▶ [Passage given]:
★ ★ ★ ★ ★
II. The majority of guests are great, but some just aren’t, and some are plain terrible. In its race to fill a vault of gold the size of scrooge McDuck, they hope to take literally every single guest that tests out the platform. This isn’t naïve, it’s predatory. Not everyone in the entire world treats everyone else with respect, not even *gasp* under perfect circumstances. Guest are called ‘guests’ because they are staying in people’s homes! Any human with a basic modicum of common sense would read a host’s house rules and respect basics like cleaning up after themselves, or not turning house into a party. Guests that have not yet learned these basics of life, it is not hosts’ responsibility to nurture them to full personhood. I got five stars on every one of my over 20 guest journeys, it wasn’t hard! Airbnb, if you want to parent the whole world offer a free class, not my home!
With bad guests, this is how typical stay goes:
How do you fix this you ask? You put more some more power back in host hands, where it belongs. The review system just brings out the worst in human nature sometimes, I will say confidently after experience, it’s not good. Guests already use it as leverage, and hosts get tired of playing judge, jury, and executioner. You see all the time in forums host doesn’t know how to review guest. Replace it with Endorsement system, you are already half way there and it would be easy. Endorsement would go like this:
Prompt guest at end of stay: “Did you enjoy your stay? If so give the host a thumbs up!” On both listing and host page, have number of endorsements with all the shiny faces lined up like it is now in a stack, and the number of total stays right next to it. You can calculate it into % if you like, I know Airbnb another company obsessed with metrics.
★ ★ ★ ★ ★
▶ [Exercise tasks]:
1. According to the passage on Airbnb guests, why should the review system be replaced with an endorsement system? Answer in one to three sentences.
2. From the passage on Airbnb guests, output the stretch from "II. The majority" through "not my home!" word for word.
The data that comes next has no connection to the passage on Airbnb guests.

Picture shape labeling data
★ ★ ★ ★ ★
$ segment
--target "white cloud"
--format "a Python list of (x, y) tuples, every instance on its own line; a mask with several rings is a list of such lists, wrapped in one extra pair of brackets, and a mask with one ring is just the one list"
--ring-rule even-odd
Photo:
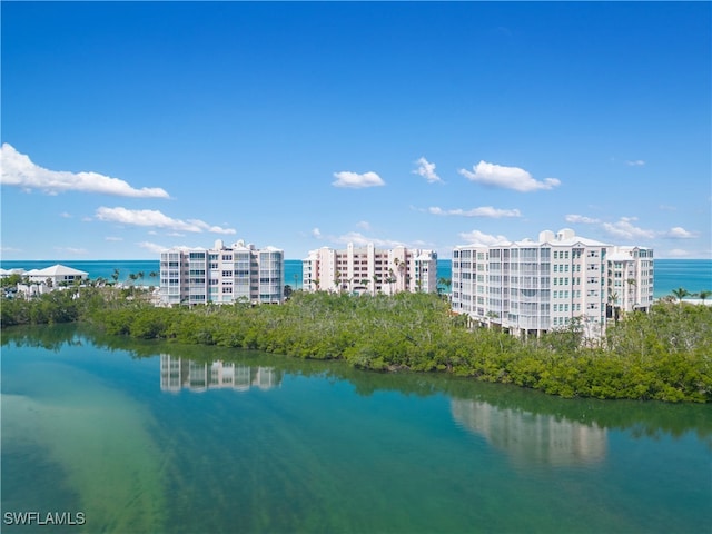
[(48, 195), (63, 191), (99, 192), (119, 197), (168, 198), (159, 187), (136, 189), (128, 182), (98, 172), (69, 172), (49, 170), (34, 165), (30, 158), (3, 142), (0, 149), (0, 184), (21, 187), (26, 190), (39, 189)]
[(435, 164), (431, 164), (425, 158), (419, 158), (415, 164), (418, 168), (413, 171), (414, 175), (422, 176), (431, 184), (443, 182), (441, 177), (437, 176), (437, 172), (435, 172)]
[(141, 241), (138, 244), (139, 247), (145, 248), (146, 250), (150, 250), (154, 254), (160, 254), (164, 250), (167, 250), (168, 247), (164, 247), (161, 245), (157, 245), (155, 243), (150, 243), (150, 241)]
[(233, 228), (210, 226), (199, 219), (172, 219), (156, 209), (127, 209), (122, 207), (107, 208), (102, 206), (97, 209), (96, 217), (105, 222), (118, 222), (129, 226), (166, 228), (177, 231), (236, 234)]
[(459, 217), (490, 217), (493, 219), (498, 219), (501, 217), (522, 217), (518, 209), (498, 209), (493, 208), (492, 206), (482, 206), (473, 209), (442, 209), (438, 207), (431, 207), (427, 210), (429, 214), (443, 216), (455, 215)]
[(55, 250), (57, 250), (60, 254), (62, 253), (71, 254), (72, 256), (82, 256), (89, 253), (89, 250), (87, 250), (86, 248), (75, 248), (75, 247), (55, 247)]
[(665, 231), (663, 234), (663, 237), (666, 237), (669, 239), (693, 239), (698, 237), (698, 234), (694, 231), (688, 231), (681, 226), (675, 226), (674, 228)]
[(492, 246), (497, 245), (500, 243), (508, 243), (510, 240), (505, 236), (493, 236), (490, 234), (484, 234), (479, 230), (464, 231), (459, 234), (465, 241), (472, 245), (485, 245)]
[(601, 220), (599, 219), (593, 219), (591, 217), (585, 217), (583, 215), (574, 215), (574, 214), (567, 215), (565, 219), (566, 219), (566, 222), (580, 222), (582, 225), (596, 225), (601, 222)]
[(556, 178), (545, 178), (544, 181), (537, 181), (526, 170), (518, 167), (504, 167), (486, 161), (479, 161), (473, 167), (473, 170), (474, 172), (467, 169), (459, 169), (459, 174), (472, 181), (485, 186), (503, 187), (522, 192), (553, 189), (561, 185), (561, 181)]
[(344, 170), (342, 172), (334, 172), (334, 178), (336, 178), (336, 181), (332, 182), (334, 187), (360, 189), (364, 187), (378, 187), (386, 185), (386, 182), (383, 181), (376, 172), (372, 171), (359, 175), (358, 172)]
[(610, 235), (620, 237), (622, 239), (653, 239), (655, 237), (654, 230), (645, 230), (632, 225), (632, 221), (637, 220), (636, 217), (621, 217), (617, 222), (603, 222), (601, 226)]

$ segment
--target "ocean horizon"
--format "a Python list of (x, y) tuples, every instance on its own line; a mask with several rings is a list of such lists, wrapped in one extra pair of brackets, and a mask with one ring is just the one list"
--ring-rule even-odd
[[(66, 265), (89, 274), (90, 279), (106, 278), (111, 280), (118, 269), (118, 281), (129, 280), (129, 275), (144, 273), (144, 278), (137, 285), (157, 286), (160, 261), (158, 259), (96, 259), (96, 260), (0, 260), (2, 269), (43, 269), (56, 264)], [(151, 277), (150, 274), (156, 276)], [(452, 261), (437, 260), (437, 277), (452, 278)], [(301, 288), (301, 260), (285, 259), (285, 285), (295, 289)], [(712, 259), (655, 259), (654, 260), (654, 298), (662, 298), (672, 294), (674, 289), (684, 288), (690, 293), (712, 290)], [(446, 290), (442, 286), (443, 290)]]

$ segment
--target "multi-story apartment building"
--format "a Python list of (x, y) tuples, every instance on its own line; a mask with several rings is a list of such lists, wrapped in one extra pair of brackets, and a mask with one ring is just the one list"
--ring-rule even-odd
[(653, 250), (617, 247), (571, 229), (538, 241), (467, 245), (453, 251), (453, 310), (517, 335), (582, 320), (589, 337), (620, 310), (653, 301)]
[(160, 255), (160, 300), (166, 305), (280, 304), (284, 275), (283, 250), (256, 249), (241, 240), (230, 247), (217, 240), (210, 249), (165, 250)]
[(328, 247), (312, 250), (301, 265), (305, 291), (372, 295), (437, 291), (437, 253), (433, 250), (348, 244), (344, 250)]

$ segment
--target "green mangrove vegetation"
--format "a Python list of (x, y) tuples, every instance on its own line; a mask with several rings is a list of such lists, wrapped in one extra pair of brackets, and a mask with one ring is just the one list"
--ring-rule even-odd
[(352, 297), (295, 291), (283, 306), (154, 307), (116, 288), (2, 303), (2, 327), (81, 320), (107, 335), (343, 359), (374, 370), (446, 372), (563, 397), (712, 399), (712, 307), (661, 301), (626, 314), (605, 337), (574, 323), (518, 339), (467, 327), (437, 295)]

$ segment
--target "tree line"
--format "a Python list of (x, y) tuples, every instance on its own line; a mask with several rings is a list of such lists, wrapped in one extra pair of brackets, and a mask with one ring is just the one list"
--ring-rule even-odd
[(83, 320), (110, 335), (343, 359), (363, 369), (446, 372), (563, 397), (712, 400), (712, 307), (680, 301), (625, 314), (595, 342), (577, 322), (528, 339), (472, 329), (432, 294), (295, 291), (279, 306), (166, 308), (90, 287), (7, 304), (3, 327)]

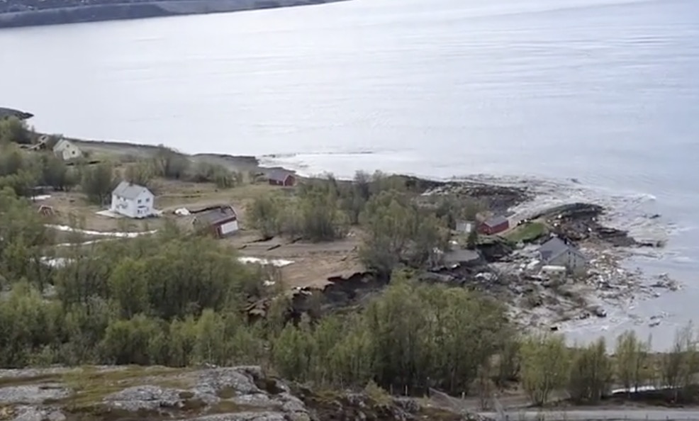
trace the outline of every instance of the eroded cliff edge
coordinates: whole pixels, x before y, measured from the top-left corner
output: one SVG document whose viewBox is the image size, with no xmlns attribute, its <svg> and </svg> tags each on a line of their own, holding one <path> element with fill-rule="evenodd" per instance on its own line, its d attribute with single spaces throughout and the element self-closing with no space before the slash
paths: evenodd
<svg viewBox="0 0 699 421">
<path fill-rule="evenodd" d="M 0 28 L 216 13 L 346 0 L 0 0 Z"/>
</svg>

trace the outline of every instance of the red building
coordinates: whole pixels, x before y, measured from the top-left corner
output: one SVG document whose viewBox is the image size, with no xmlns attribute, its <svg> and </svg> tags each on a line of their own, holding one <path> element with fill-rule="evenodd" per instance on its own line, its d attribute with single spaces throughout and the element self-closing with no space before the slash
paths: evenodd
<svg viewBox="0 0 699 421">
<path fill-rule="evenodd" d="M 269 173 L 269 184 L 272 186 L 284 186 L 284 187 L 291 187 L 296 184 L 296 177 L 293 174 L 286 172 L 275 170 Z"/>
<path fill-rule="evenodd" d="M 486 235 L 499 234 L 510 228 L 510 220 L 504 216 L 493 216 L 479 227 L 479 232 Z"/>
<path fill-rule="evenodd" d="M 203 209 L 193 214 L 192 223 L 199 230 L 208 230 L 218 238 L 233 235 L 237 232 L 237 215 L 233 206 L 223 206 Z"/>
</svg>

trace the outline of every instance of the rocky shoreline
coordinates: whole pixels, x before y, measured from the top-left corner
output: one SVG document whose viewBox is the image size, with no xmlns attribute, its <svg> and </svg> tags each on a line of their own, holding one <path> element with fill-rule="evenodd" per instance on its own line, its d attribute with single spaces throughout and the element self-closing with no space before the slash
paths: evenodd
<svg viewBox="0 0 699 421">
<path fill-rule="evenodd" d="M 70 140 L 91 155 L 125 161 L 152 156 L 159 150 L 159 147 L 147 145 Z M 262 167 L 260 161 L 252 156 L 185 156 L 195 164 L 220 165 L 240 173 L 264 175 L 280 169 Z M 487 202 L 491 211 L 501 214 L 535 200 L 537 194 L 526 185 L 500 185 L 496 180 L 439 181 L 397 176 L 404 178 L 406 186 L 421 193 L 421 197 L 427 201 L 440 196 L 465 197 Z M 604 207 L 598 204 L 572 203 L 521 215 L 520 222 L 535 220 L 547 228 L 518 244 L 500 236 L 492 237 L 479 245 L 481 259 L 456 267 L 427 268 L 420 278 L 427 282 L 465 286 L 493 296 L 510 303 L 512 318 L 521 325 L 554 330 L 561 323 L 571 320 L 591 317 L 604 318 L 607 315 L 605 306 L 613 307 L 640 296 L 657 296 L 661 289 L 676 289 L 676 284 L 671 280 L 659 279 L 653 284 L 644 284 L 641 274 L 622 269 L 621 262 L 627 257 L 629 248 L 661 247 L 664 245 L 639 242 L 625 231 L 605 226 L 600 222 L 605 213 Z M 510 218 L 517 220 L 518 215 Z M 536 259 L 538 246 L 551 235 L 571 242 L 586 254 L 590 267 L 584 276 L 557 284 L 539 276 L 538 272 L 526 269 Z M 328 311 L 354 307 L 378 293 L 387 282 L 387 279 L 361 270 L 329 274 L 327 285 L 319 291 L 310 287 L 295 291 L 293 313 L 296 315 L 311 313 L 315 299 L 314 295 L 318 292 L 323 297 L 323 307 Z M 264 314 L 267 306 L 267 303 L 255 303 L 250 311 L 251 314 Z"/>
<path fill-rule="evenodd" d="M 346 0 L 66 0 L 58 4 L 6 0 L 0 2 L 0 28 L 228 13 L 341 1 Z"/>
</svg>

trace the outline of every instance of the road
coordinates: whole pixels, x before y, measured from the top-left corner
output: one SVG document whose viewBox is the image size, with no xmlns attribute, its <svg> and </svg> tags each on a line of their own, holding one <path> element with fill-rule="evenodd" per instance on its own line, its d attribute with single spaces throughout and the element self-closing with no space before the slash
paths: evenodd
<svg viewBox="0 0 699 421">
<path fill-rule="evenodd" d="M 699 420 L 699 409 L 610 409 L 572 410 L 569 411 L 506 411 L 509 421 L 593 421 L 624 420 L 628 421 Z M 480 415 L 499 420 L 494 412 Z"/>
</svg>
★ ★ ★ ★ ★
▶ [Task-by-task answers]:
1. The passage says the review system sometimes brings out the worst in human nature, since guests already use it as leverage and hosts get tired of playing judge, jury, and executioner. It also notes that hosts in forums often don't know how to review a guest, and that Airbnb is already halfway to an endorsement system, so switching would be easy.

2.
II. The majority of guests are great, but some just aren’t, and some are plain terrible. In its race to fill a vault of gold the size of scrooge McDuck, they hope to take literally every single guest that tests out the platform. This isn’t naïve, it’s predatory. Not everyone in the entire world treats everyone else with respect, not even *gasp* under perfect circumstances. Guest are called ‘guests’ because they are staying in people’s homes! Any human with a basic modicum of common sense would read a host’s house rules and respect basics like cleaning up after themselves, or not turning house into a party. Guests that have not yet learned these basics of life, it is not hosts’ responsibility to nurture them to full personhood. I got five stars on every one of my over 20 guest journeys, it wasn’t hard! Airbnb, if you want to parent the whole world offer a free class, not my home!